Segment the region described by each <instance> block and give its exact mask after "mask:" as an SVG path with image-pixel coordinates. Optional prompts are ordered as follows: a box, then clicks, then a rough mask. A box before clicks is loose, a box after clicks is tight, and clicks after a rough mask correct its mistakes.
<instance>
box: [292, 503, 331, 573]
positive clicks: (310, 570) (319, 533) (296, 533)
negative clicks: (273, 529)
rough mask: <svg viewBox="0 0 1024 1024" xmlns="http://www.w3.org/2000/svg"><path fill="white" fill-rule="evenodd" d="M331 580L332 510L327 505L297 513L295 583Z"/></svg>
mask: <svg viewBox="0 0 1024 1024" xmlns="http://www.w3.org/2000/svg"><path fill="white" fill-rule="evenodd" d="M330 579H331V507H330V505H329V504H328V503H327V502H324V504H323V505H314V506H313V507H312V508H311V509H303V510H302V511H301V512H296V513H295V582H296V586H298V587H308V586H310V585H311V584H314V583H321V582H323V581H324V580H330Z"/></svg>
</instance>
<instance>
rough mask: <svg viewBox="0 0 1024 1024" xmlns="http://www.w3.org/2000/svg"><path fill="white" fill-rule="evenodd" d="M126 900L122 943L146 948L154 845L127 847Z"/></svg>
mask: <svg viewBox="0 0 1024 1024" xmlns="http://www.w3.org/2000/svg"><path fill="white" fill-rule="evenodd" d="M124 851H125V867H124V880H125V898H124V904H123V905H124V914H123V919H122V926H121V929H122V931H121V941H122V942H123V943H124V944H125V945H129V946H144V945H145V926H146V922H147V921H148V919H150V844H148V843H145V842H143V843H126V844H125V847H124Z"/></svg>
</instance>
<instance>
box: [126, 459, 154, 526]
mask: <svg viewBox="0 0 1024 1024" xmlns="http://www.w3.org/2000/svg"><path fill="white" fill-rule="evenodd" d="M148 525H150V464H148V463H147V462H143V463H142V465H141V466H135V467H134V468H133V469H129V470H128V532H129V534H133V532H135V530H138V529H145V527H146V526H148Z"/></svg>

--------------------

(EXERCISE DIRECTIONS)
If a line in the listing has "clicks" in it, report that line.

(EXERCISE SOLUTION)
Segment the region described by each <instance> block and give its exact mask after "mask:" as an SVG path with image-pixel coordinates. Optional prompts are ordered as follows: a box, then clicks, then a rough mask. A box before clicks is loose, a box after clicks is tight, and clicks after a rough mask correct its mistakes.
positive clicks: (310, 570) (319, 533) (296, 533)
negative clicks: (273, 529)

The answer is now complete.